[Problem to work on] Can you reproduce every one of the rows below word for word, from the first line to the last?

[Records to use]

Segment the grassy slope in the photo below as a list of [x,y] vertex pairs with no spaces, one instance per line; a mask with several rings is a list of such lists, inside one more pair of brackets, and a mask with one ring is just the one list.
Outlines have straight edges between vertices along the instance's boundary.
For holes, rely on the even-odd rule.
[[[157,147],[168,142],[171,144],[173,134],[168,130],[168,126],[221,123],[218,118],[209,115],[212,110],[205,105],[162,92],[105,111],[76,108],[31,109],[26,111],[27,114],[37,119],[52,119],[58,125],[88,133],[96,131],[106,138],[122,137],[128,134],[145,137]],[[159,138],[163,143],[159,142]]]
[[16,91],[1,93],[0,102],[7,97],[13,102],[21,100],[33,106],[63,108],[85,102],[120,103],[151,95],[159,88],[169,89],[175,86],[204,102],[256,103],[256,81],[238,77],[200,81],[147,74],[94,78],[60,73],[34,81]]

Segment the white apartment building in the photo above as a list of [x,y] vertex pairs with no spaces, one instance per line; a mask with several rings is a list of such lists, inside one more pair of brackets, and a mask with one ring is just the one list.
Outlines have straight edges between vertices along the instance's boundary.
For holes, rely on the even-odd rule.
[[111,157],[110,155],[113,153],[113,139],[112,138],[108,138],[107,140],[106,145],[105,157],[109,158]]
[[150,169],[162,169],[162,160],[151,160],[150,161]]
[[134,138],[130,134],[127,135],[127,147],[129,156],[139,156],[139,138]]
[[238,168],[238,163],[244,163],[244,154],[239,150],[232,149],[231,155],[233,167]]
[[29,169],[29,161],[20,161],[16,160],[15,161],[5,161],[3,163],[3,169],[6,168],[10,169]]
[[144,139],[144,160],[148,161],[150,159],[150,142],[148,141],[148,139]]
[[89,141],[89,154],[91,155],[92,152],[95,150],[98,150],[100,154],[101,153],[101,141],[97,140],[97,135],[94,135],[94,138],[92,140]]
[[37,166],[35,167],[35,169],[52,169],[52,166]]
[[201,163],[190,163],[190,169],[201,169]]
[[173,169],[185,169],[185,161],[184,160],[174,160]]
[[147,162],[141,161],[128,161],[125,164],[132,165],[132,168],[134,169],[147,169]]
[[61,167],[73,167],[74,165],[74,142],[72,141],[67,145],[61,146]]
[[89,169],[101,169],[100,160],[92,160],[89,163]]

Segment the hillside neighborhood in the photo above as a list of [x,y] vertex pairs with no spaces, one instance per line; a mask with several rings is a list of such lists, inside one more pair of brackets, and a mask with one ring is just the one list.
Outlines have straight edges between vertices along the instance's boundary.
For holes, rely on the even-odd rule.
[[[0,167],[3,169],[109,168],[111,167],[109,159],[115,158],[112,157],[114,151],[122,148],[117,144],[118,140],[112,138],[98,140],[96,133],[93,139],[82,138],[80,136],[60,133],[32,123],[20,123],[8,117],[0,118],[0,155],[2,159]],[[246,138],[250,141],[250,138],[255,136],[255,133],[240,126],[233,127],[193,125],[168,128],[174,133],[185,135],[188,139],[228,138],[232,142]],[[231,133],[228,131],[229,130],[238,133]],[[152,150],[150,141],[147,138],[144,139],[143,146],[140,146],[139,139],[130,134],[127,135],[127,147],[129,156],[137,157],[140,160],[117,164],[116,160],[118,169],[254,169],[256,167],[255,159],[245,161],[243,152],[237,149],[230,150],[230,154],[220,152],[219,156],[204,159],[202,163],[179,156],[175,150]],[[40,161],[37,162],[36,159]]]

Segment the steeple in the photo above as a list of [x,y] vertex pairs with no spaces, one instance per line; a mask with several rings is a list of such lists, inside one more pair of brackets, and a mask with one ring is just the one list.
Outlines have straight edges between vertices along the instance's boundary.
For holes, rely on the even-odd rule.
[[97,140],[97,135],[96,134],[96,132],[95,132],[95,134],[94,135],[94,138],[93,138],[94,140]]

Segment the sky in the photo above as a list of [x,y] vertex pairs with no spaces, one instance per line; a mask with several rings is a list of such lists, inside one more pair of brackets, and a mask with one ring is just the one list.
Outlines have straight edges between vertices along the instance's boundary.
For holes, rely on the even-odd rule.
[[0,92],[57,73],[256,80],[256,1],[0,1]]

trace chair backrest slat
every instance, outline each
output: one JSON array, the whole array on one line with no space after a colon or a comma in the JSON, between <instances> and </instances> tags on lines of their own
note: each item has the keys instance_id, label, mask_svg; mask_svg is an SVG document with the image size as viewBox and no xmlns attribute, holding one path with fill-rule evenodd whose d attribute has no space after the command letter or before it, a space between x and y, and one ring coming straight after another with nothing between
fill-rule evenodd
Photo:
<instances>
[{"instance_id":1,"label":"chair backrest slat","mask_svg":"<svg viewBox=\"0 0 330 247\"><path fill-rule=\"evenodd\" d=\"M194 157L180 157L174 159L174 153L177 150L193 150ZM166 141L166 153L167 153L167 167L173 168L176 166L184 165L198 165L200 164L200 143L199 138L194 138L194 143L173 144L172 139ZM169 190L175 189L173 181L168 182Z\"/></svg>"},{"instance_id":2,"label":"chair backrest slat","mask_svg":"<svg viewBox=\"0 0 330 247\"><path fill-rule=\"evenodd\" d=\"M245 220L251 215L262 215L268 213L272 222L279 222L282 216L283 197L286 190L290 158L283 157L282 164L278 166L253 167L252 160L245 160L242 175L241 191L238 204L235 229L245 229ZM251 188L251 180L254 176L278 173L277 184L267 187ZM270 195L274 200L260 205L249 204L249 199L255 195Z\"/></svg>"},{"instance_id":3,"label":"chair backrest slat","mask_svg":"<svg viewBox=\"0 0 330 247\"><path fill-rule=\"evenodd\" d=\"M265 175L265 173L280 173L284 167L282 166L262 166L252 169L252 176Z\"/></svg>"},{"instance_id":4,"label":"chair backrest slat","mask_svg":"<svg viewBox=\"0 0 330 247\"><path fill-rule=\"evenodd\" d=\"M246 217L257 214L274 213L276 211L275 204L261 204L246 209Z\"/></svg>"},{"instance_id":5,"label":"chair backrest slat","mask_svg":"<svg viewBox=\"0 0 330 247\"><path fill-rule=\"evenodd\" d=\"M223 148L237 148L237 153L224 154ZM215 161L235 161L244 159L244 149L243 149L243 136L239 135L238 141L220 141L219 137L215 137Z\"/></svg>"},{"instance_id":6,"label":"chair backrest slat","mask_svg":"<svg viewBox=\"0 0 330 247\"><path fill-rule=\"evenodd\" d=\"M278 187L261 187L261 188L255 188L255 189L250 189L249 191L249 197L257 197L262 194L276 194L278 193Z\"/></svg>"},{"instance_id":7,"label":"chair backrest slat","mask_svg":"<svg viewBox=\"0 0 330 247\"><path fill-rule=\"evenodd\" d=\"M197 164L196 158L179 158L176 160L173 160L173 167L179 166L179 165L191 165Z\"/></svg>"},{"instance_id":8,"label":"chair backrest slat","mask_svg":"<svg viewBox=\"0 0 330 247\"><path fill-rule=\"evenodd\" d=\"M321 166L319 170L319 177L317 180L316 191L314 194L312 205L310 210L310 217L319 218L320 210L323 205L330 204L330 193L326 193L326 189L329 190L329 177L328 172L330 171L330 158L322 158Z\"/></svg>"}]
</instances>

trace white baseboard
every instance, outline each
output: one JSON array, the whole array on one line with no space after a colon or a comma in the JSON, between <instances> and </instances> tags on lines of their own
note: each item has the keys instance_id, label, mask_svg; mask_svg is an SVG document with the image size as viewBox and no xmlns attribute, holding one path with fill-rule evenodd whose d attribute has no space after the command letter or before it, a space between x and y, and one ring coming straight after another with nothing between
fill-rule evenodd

[Exercise response]
Segment the grassy slope in the photo below as a list of [x,y] vertex pairs with no spaces, one instance per line; a mask with several rings is a list of such lists, inside one more pair of brackets, and a mask with one ring is just the one list.
Outlines have straight edges between vertices along the instance's boundary.
For holes, rely on the even-odd rule.
[[[157,147],[168,142],[171,144],[173,134],[168,130],[168,126],[221,123],[218,118],[209,115],[212,110],[205,105],[162,92],[105,111],[76,108],[31,109],[26,111],[27,114],[37,119],[52,119],[58,125],[88,133],[96,131],[106,138],[122,137],[128,134],[145,137]],[[159,138],[163,143],[159,142]]]
[[16,91],[1,93],[0,102],[7,97],[13,102],[21,100],[33,106],[63,108],[85,102],[120,103],[151,95],[159,88],[169,89],[175,86],[204,102],[256,103],[256,81],[238,77],[200,81],[147,74],[94,78],[60,73],[34,81]]

Segment the white apartment building in the photo above as a list of [x,y] vertex pairs with no spaces, one instance per line; a mask with several rings is a list of such lists, inside one more pair of brackets, and a mask with one ring is just the one list.
Outlines have straight edges between vertices along the instance's boundary.
For holes, rely on the even-odd rule.
[[111,157],[110,155],[113,153],[113,139],[112,138],[108,138],[107,140],[106,145],[105,157],[109,158]]
[[150,169],[162,169],[162,160],[151,160],[150,161]]
[[134,138],[130,134],[127,135],[127,147],[129,156],[139,156],[139,138]]
[[238,168],[238,163],[244,163],[244,154],[239,150],[232,149],[231,155],[233,167]]
[[29,169],[29,161],[20,161],[16,160],[15,161],[5,161],[3,163],[3,169],[6,168],[10,169]]
[[144,139],[144,160],[148,161],[150,159],[150,142],[148,141],[148,139]]
[[89,141],[89,154],[91,155],[92,152],[95,150],[98,150],[100,154],[101,153],[101,141],[97,140],[97,135],[94,135],[94,138],[92,140]]
[[37,166],[35,167],[35,169],[52,169],[52,166]]
[[201,163],[190,163],[190,169],[201,169]]
[[173,169],[185,169],[185,161],[184,160],[174,160]]
[[147,162],[141,161],[128,161],[125,164],[132,165],[132,168],[134,169],[147,169]]
[[61,167],[73,167],[74,165],[74,142],[72,141],[67,145],[61,146]]
[[89,169],[101,169],[100,160],[92,160],[89,163]]

Segment the hillside neighborhood in the photo above as a list of [x,y] vertex pairs with no spaces, one instance per line; a mask with several rings is a list of such lists, inside one more pair of brackets, and a mask with one ring is just the one list.
Outlines have straight edges between vertices along the instance's boundary.
For holes, rely on the even-odd rule.
[[[0,167],[3,169],[109,168],[111,167],[109,159],[115,158],[112,157],[114,151],[122,148],[117,144],[118,140],[112,138],[98,140],[96,133],[93,139],[82,138],[80,136],[60,133],[32,123],[20,123],[8,117],[0,118],[0,155],[2,159]],[[246,138],[250,141],[250,138],[255,136],[255,133],[240,126],[233,127],[193,125],[168,128],[174,133],[185,135],[188,139],[228,138],[232,142]],[[231,133],[228,131],[229,130],[238,133]],[[152,150],[150,141],[147,138],[144,139],[143,146],[140,146],[139,139],[130,134],[127,135],[127,147],[129,156],[137,157],[140,160],[117,164],[116,160],[118,169],[254,169],[256,167],[255,159],[245,161],[243,152],[237,149],[230,150],[230,154],[220,152],[219,156],[204,159],[202,163],[179,156],[175,150]],[[40,161],[37,162],[36,159]]]

Segment the steeple in the photo above as a list of [x,y] vertex pairs with no spaces, one instance per line; a mask with several rings is a list of such lists, inside one more pair of brackets, and a mask with one ring is just the one list.
Outlines have straight edges between vertices along the instance's boundary.
For holes, rely on the even-odd rule.
[[97,140],[97,135],[96,134],[96,132],[95,132],[95,134],[94,135],[94,138],[93,138],[94,140]]

Segment the sky in the photo above as a list of [x,y] vertex pairs with no spaces, one instance per line; a mask with several rings is a list of such lists, inside one more pair of brackets, and a mask with one ring is just the one list.
Outlines have straight edges between vertices along the instance's boundary.
For holes, rely on the even-odd rule.
[[0,92],[57,73],[256,80],[256,1],[0,1]]

trace chair backrest slat
every instance, outline each
output: one JSON array, the whole array on one line with no space after a colon or a comma in the JSON, between <instances> and </instances> tags on lines of their own
note: each item has the keys instance_id, label, mask_svg; mask_svg is an SVG document with the image size as viewBox and no xmlns attribute, holding one path with fill-rule evenodd whose d attribute has no space after the command letter or before it, a space between x and y, and one ring coming straight after another with nothing between
fill-rule evenodd
Photo:
<instances>
[{"instance_id":1,"label":"chair backrest slat","mask_svg":"<svg viewBox=\"0 0 330 247\"><path fill-rule=\"evenodd\" d=\"M194 157L180 157L174 159L174 153L177 150L193 150ZM166 141L166 153L167 153L167 167L173 168L176 166L184 165L198 165L200 164L200 143L199 138L194 138L194 143L173 144L172 139ZM169 190L175 189L173 181L168 182Z\"/></svg>"},{"instance_id":2,"label":"chair backrest slat","mask_svg":"<svg viewBox=\"0 0 330 247\"><path fill-rule=\"evenodd\" d=\"M245 220L251 215L262 215L268 213L272 222L279 222L282 216L283 197L286 190L290 158L283 157L282 164L278 166L253 167L252 160L245 160L242 175L241 191L238 204L235 229L245 229ZM251 188L251 180L254 176L278 173L277 184L267 187ZM270 195L274 200L260 205L249 204L249 199L255 195Z\"/></svg>"},{"instance_id":3,"label":"chair backrest slat","mask_svg":"<svg viewBox=\"0 0 330 247\"><path fill-rule=\"evenodd\" d=\"M265 175L265 173L280 173L284 167L282 166L262 166L252 169L252 176Z\"/></svg>"},{"instance_id":4,"label":"chair backrest slat","mask_svg":"<svg viewBox=\"0 0 330 247\"><path fill-rule=\"evenodd\" d=\"M246 217L257 214L274 213L276 211L275 204L261 204L246 209Z\"/></svg>"},{"instance_id":5,"label":"chair backrest slat","mask_svg":"<svg viewBox=\"0 0 330 247\"><path fill-rule=\"evenodd\" d=\"M223 148L237 148L237 153L224 154ZM215 161L235 161L244 159L244 149L243 149L243 136L239 135L238 141L220 141L219 137L215 137Z\"/></svg>"},{"instance_id":6,"label":"chair backrest slat","mask_svg":"<svg viewBox=\"0 0 330 247\"><path fill-rule=\"evenodd\" d=\"M278 187L261 187L261 188L255 188L255 189L250 189L249 191L249 197L257 197L262 194L276 194L278 193Z\"/></svg>"},{"instance_id":7,"label":"chair backrest slat","mask_svg":"<svg viewBox=\"0 0 330 247\"><path fill-rule=\"evenodd\" d=\"M197 164L196 158L179 158L176 160L173 160L173 167L179 166L179 165L191 165Z\"/></svg>"},{"instance_id":8,"label":"chair backrest slat","mask_svg":"<svg viewBox=\"0 0 330 247\"><path fill-rule=\"evenodd\" d=\"M321 166L319 170L319 177L317 180L316 191L314 194L312 205L310 210L310 217L319 218L320 210L323 205L330 204L330 193L326 193L326 189L329 190L329 177L328 172L330 171L330 158L322 158Z\"/></svg>"}]
</instances>

trace white baseboard
every instance, outline each
output: one JSON array, the whole array on one line with no space after a colon or a comma in the JSON, between <instances> and </instances> tags on lines of their own
note: each item has the keys instance_id, label, mask_svg; mask_svg is an SVG document with the image size as viewBox and no xmlns attribute, holding one path with fill-rule evenodd whose d attribute has no space after the command letter or before it, a space between x and y, and one ring coming straight after another with nothing between
fill-rule evenodd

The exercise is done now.